--- START OF Data excerpts ---

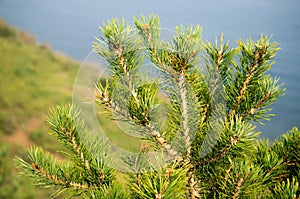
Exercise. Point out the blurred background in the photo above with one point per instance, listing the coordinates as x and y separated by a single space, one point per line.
42 44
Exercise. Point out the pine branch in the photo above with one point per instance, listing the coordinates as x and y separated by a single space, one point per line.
238 188
184 113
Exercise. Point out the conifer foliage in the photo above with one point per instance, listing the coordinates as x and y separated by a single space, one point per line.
212 94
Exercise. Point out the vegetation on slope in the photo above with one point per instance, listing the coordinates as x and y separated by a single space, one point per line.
33 78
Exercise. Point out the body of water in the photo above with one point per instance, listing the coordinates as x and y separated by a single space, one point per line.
70 26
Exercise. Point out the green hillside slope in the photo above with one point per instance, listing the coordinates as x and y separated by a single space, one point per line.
32 80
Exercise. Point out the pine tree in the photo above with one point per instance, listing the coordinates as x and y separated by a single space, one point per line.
205 134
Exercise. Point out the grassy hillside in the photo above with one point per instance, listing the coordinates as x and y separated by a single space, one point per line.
32 80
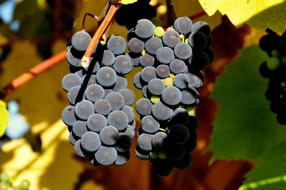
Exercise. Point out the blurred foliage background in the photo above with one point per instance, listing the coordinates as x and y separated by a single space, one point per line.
34 30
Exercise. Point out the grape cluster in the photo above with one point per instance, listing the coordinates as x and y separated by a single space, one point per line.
171 62
100 117
275 70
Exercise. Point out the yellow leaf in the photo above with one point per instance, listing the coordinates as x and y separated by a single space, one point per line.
125 2
4 118
238 11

--- END OF Data excerpts ---

Task requirements — Please rewrite all the records above, substituting "Mark" for "Point out" everywhere and keeping everything else the same. Leave the pictures out of your answer.

Output below —
Exercise. Mark the blurred background in the photo above with one point per instance, listing the coordinates as x and y separated by a single space, one point per line.
42 44
Exercise. Mark the pine branch in the photo above with one point per instance, listing the coordinates as x and y separated by a single space, one point per line.
238 188
184 113
Exercise. Mark the conifer foliage in the photo above with one point per instance, listing the coordinates as x and y separated by a single space, one point per line.
212 94
Exercise. Mark the vegetation on slope in the photo above with one point per instance, listing the coordinates as x and y separated by a single space, one point per line.
33 78
Exercise. Mark the body of water in the photo above with one point per instance, listing the coordinates as x and y separated by a single space, one point per line.
70 26
Exercise. Mark the green hillside slope in the photo above with one point per instance, listing the coordinates as x and y separated by a single space, one point per line.
32 80
Exercise. Mark the pine tree in the photo above with one point per instance, listing the coordinates as x and y separated by a single space, one point per line.
205 134
Exercise. Mark the grassy hillside in the photo above with one point per instance, listing the coordinates as x and y separated by a single space, one point per line.
32 80
Exercise. Mark the blurred foliage background in the photo above with one point per instance, listing the coordinates as x and y separated by a single space, one point per line.
34 30
Exercise. Mark the grape cluster in the photo above with one point per instance, listing the coordinates as x and y separated by a single space, one point per line.
171 62
100 117
275 70
Exercise. Mark the yellow leaf in the photo above with one point per instance, listing the coordinates as x and y separated by a single space, one point per line.
125 2
4 118
238 11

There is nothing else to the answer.